• _What is required_:
I would like every record printed again, exactly as shown.

_ _ _ _ _

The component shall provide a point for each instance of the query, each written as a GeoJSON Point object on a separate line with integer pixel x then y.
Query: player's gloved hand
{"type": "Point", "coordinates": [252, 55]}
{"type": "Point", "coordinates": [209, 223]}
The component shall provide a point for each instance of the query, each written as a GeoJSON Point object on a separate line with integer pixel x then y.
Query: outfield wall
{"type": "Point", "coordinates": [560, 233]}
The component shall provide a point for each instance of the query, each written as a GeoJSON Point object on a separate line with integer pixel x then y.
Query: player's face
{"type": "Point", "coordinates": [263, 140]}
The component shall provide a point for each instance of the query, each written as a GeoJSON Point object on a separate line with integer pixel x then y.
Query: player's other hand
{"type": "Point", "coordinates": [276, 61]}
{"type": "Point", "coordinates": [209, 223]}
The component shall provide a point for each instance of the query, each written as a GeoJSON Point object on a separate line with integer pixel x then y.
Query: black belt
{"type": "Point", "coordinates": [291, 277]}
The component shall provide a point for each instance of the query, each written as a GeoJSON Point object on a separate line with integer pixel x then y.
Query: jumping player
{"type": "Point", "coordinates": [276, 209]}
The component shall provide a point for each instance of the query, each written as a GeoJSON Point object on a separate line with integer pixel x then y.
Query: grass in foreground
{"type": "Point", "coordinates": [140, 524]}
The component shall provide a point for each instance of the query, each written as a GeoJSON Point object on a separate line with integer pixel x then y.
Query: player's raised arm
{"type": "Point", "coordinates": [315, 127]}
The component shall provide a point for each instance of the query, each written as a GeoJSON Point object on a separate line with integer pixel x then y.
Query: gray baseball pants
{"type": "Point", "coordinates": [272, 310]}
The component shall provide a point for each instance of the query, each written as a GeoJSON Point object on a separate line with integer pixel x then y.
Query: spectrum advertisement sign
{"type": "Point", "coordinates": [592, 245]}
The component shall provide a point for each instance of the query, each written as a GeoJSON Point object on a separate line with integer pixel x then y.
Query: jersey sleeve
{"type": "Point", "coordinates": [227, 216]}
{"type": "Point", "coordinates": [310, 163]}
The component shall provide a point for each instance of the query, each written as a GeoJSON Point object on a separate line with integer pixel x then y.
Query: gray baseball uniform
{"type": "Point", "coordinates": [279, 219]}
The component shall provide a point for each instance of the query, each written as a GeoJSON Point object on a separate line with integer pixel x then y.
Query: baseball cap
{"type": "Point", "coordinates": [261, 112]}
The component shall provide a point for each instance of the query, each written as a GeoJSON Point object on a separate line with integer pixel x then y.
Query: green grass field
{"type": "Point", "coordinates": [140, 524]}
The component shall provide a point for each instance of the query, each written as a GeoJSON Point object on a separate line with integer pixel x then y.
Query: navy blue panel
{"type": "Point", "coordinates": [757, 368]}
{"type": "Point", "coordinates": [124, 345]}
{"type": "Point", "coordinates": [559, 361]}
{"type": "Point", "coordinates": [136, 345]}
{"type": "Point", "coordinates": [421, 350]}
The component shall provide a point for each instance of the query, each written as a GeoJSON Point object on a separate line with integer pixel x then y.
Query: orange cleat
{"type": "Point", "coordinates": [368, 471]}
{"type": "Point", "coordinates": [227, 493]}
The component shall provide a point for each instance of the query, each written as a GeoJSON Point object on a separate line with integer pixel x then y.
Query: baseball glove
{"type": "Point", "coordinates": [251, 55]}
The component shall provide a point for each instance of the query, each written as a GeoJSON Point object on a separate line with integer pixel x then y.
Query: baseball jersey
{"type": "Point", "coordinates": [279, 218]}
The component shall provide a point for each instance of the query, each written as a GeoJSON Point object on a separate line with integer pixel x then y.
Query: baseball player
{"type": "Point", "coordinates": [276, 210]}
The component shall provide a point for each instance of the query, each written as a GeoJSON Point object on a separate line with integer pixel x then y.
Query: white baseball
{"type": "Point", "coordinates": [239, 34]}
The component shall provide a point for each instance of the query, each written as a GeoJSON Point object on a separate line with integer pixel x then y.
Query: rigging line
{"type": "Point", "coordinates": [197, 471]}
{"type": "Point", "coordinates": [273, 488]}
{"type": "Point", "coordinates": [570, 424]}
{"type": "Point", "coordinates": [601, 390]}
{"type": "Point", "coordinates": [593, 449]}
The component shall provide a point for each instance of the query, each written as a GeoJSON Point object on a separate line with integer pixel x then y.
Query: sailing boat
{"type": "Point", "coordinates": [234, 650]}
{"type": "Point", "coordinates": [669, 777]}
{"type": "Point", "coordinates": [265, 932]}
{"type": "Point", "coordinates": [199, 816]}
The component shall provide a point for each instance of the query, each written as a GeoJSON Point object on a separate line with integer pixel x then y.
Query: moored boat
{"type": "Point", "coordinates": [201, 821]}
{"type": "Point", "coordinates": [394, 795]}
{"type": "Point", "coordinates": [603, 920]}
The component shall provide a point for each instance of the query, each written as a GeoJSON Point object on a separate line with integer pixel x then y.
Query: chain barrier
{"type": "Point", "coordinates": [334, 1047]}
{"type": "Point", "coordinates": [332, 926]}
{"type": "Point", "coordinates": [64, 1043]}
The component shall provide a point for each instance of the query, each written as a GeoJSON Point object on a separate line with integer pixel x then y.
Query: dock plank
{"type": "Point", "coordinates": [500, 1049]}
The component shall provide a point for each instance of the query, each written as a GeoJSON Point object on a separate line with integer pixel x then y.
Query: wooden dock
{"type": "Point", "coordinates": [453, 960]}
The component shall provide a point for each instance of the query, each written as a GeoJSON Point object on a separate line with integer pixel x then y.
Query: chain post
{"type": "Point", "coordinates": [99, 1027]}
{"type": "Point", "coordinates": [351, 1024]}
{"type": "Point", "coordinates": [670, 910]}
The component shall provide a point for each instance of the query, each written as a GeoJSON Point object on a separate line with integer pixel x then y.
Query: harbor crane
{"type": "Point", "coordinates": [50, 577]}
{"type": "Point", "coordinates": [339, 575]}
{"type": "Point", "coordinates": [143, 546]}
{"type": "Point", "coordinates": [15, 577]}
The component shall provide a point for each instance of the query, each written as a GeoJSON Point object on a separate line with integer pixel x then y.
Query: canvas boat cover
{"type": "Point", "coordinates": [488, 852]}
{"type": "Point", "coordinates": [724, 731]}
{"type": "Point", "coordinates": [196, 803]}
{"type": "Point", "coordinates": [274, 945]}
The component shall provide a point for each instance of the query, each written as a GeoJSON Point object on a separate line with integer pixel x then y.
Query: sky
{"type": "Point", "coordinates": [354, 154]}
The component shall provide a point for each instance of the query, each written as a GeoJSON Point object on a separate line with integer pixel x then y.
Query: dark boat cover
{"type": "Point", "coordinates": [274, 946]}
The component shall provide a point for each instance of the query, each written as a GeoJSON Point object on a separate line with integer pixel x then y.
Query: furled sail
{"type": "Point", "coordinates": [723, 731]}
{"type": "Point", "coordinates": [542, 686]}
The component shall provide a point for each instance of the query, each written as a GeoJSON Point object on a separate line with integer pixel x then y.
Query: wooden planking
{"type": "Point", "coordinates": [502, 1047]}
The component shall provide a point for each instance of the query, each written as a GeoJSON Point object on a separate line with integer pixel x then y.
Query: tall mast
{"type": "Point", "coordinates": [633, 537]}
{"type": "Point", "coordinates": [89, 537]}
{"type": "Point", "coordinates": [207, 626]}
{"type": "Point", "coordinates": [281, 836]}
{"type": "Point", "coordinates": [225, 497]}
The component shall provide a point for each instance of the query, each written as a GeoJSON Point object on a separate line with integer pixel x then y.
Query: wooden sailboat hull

_ _ _ _ _

• _Response below_:
The component shall provide a point for each instance of the query, each written as a GeoJSON Point object on a separate line with integer pixel x then y.
Query: player's gloved hand
{"type": "Point", "coordinates": [252, 55]}
{"type": "Point", "coordinates": [209, 223]}
The component shall provide a point for each instance of the query, each written as a GeoJSON Point object on a separate line with integer pixel x then y.
Query: outfield wall
{"type": "Point", "coordinates": [560, 233]}
The component shall provide a point for each instance of the query, each written as a GeoJSON Point object on a separate line with integer pixel x then y.
Query: player's face
{"type": "Point", "coordinates": [263, 140]}
The component shall provide a point for each instance of the query, each written as a GeoJSON Point object on a separate line with integer pixel x then y.
Query: player's other hand
{"type": "Point", "coordinates": [276, 61]}
{"type": "Point", "coordinates": [209, 223]}
The component shall provide a point for each instance of the query, each written as a GeoJSON Point object on a separate line with integer pixel x then y.
Query: black belt
{"type": "Point", "coordinates": [291, 277]}
The component shall provide a point for each instance of the query, each written as a GeoJSON Point object on a separate line with integer pixel x then y.
Query: jumping player
{"type": "Point", "coordinates": [276, 209]}
The component shall provide a point for each instance of the query, each written as a GeoJSON Point object on a separate line with integer pixel x then y.
Query: grass in foreground
{"type": "Point", "coordinates": [140, 524]}
The component shall provide a point for each instance of the query, each written as a GeoJSON Point object on a separate line with integer pixel x then y.
Query: player's raised arm
{"type": "Point", "coordinates": [315, 127]}
The component shall provide a point for each instance of the query, each written as a GeoJSON Point object on a separate line with integer pixel x then y.
Query: gray baseball pants
{"type": "Point", "coordinates": [272, 310]}
The component shall provide a point for each instance of the query, each written as a GeoJSON Point object on a separate line with integer pixel x then y.
Query: spectrum advertisement sign
{"type": "Point", "coordinates": [592, 245]}
The component shall provide a point for each instance of the query, each written as a GeoJSON Point object on a separate line with integer pixel x then y.
Query: jersey sleeve
{"type": "Point", "coordinates": [227, 216]}
{"type": "Point", "coordinates": [310, 163]}
The component shall provide a point for each instance of the query, each written as a GeoJSON Point object on a separate line with integer pixel x then y.
Query: gray baseball uniform
{"type": "Point", "coordinates": [279, 219]}
The component shall provide a point for each instance of the query, each written as a GeoJSON Point object on a separate line with integer pixel x then y.
Query: baseball cap
{"type": "Point", "coordinates": [261, 112]}
The component shall provide a point for each instance of the query, each written as a GeoJSON Point object on a separate line with integer pixel x then y.
Query: green grass field
{"type": "Point", "coordinates": [140, 524]}
The component shall provide a point for each instance of the query, each written as a GeoJSON Point object on a separate line with integer pixel x then y.
Query: navy blue panel
{"type": "Point", "coordinates": [757, 368]}
{"type": "Point", "coordinates": [124, 345]}
{"type": "Point", "coordinates": [559, 361]}
{"type": "Point", "coordinates": [136, 345]}
{"type": "Point", "coordinates": [421, 350]}
The component shall provide a point for each instance of the query, each written as a GeoJSON Point object on a separate line with integer pixel x then y.
Query: orange cleat
{"type": "Point", "coordinates": [368, 471]}
{"type": "Point", "coordinates": [227, 493]}
The component shall provide a point for each instance of the query, each written as a GeoJSON Point object on a separate line with integer pixel x then y.
Query: baseball glove
{"type": "Point", "coordinates": [251, 55]}
The component shall provide a point for each instance of the query, each written as a GeoJSON Point object on a separate line with integer pixel x then y.
Query: baseball jersey
{"type": "Point", "coordinates": [279, 218]}
The component shall provide a point for each instance of the query, each written as a GeoJSON Point object on a separate line with integer pixel x then y.
Query: baseball player
{"type": "Point", "coordinates": [276, 210]}
The component shall provide a point for each instance of the query, each written as a GeoJSON Point object on a separate line with integer pixel x then y.
Query: white baseball
{"type": "Point", "coordinates": [239, 34]}
The component shall provide a point for each instance of the query, each written as a GeoJSON Point object on a separate line with integer pixel x then y.
Query: rigging line
{"type": "Point", "coordinates": [197, 471]}
{"type": "Point", "coordinates": [273, 488]}
{"type": "Point", "coordinates": [570, 424]}
{"type": "Point", "coordinates": [601, 390]}
{"type": "Point", "coordinates": [593, 449]}
The component shall provide a point for each instance of the query, each written as a GeoJSON Point object on a separate line with integer pixel x then y.
Query: sailing boat
{"type": "Point", "coordinates": [234, 650]}
{"type": "Point", "coordinates": [669, 777]}
{"type": "Point", "coordinates": [265, 932]}
{"type": "Point", "coordinates": [199, 816]}
The component shall provide a point for each instance of the query, each written as a GeoJSON Point object on a separate line with integer pixel x then y.
Query: moored boat
{"type": "Point", "coordinates": [201, 821]}
{"type": "Point", "coordinates": [394, 795]}
{"type": "Point", "coordinates": [603, 920]}
The component shall provide a point for each instance of the query, each written as a GeoJSON Point object on a separate line with integer pixel x then y.
Query: chain barrier
{"type": "Point", "coordinates": [334, 1047]}
{"type": "Point", "coordinates": [332, 926]}
{"type": "Point", "coordinates": [64, 1043]}
The component shall provide a point for each instance of the query, each written as a GeoJSON Point object on a separate line with integer pixel x then y.
Query: dock plank
{"type": "Point", "coordinates": [500, 1049]}
The component shall provide a point for each instance of the query, each written as a GeoJSON Point object on a separate line with integer pixel x then y.
Query: wooden dock
{"type": "Point", "coordinates": [453, 960]}
The component shall provide a point for each instance of the query, each written as a GeoJSON Point object on a separate line with integer pixel x then y.
Query: chain post
{"type": "Point", "coordinates": [99, 1027]}
{"type": "Point", "coordinates": [351, 1024]}
{"type": "Point", "coordinates": [670, 910]}
The component shall provide a point for each instance of the query, each written as a GeoJSON Point object on a separate line with integer pixel x then y.
Query: harbor crane
{"type": "Point", "coordinates": [50, 577]}
{"type": "Point", "coordinates": [339, 575]}
{"type": "Point", "coordinates": [143, 546]}
{"type": "Point", "coordinates": [15, 577]}
The component shall provide a point for each instance of the query, each written as a GeoJSON Point object on a separate line with integer pixel x then y.
Query: canvas boat cover
{"type": "Point", "coordinates": [488, 852]}
{"type": "Point", "coordinates": [724, 731]}
{"type": "Point", "coordinates": [196, 803]}
{"type": "Point", "coordinates": [274, 945]}
The component shall provide a point for each instance of the query, each written as a GeoJSON Point object on a separate line with integer pixel x then y.
Query: sky
{"type": "Point", "coordinates": [354, 154]}
The component shall provide a point for each instance of the query, each written as a GeoJSON Point object on a separate line with integer pixel x then y.
Query: dark boat cover
{"type": "Point", "coordinates": [274, 946]}
The component shall provide a point for each instance of the query, each written as a GeoJSON Point object on a separate line with integer pixel x then y.
Query: furled sail
{"type": "Point", "coordinates": [723, 731]}
{"type": "Point", "coordinates": [542, 686]}
The component shall provide a point for each instance of the query, each written as a GeoJSON Point object on a separate line with integer pixel x then y.
Query: wooden planking
{"type": "Point", "coordinates": [502, 1047]}
The component shall provide a point for each instance of the query, each written as a GeoJSON Point object on a separate line with integer pixel x then y.
Query: tall mast
{"type": "Point", "coordinates": [633, 537]}
{"type": "Point", "coordinates": [89, 537]}
{"type": "Point", "coordinates": [207, 626]}
{"type": "Point", "coordinates": [281, 836]}
{"type": "Point", "coordinates": [225, 497]}
The component shall provide a point for each instance of the query, each written as a GeoJSON Point object on a separate line with integer pixel x then y.
Query: wooden sailboat hull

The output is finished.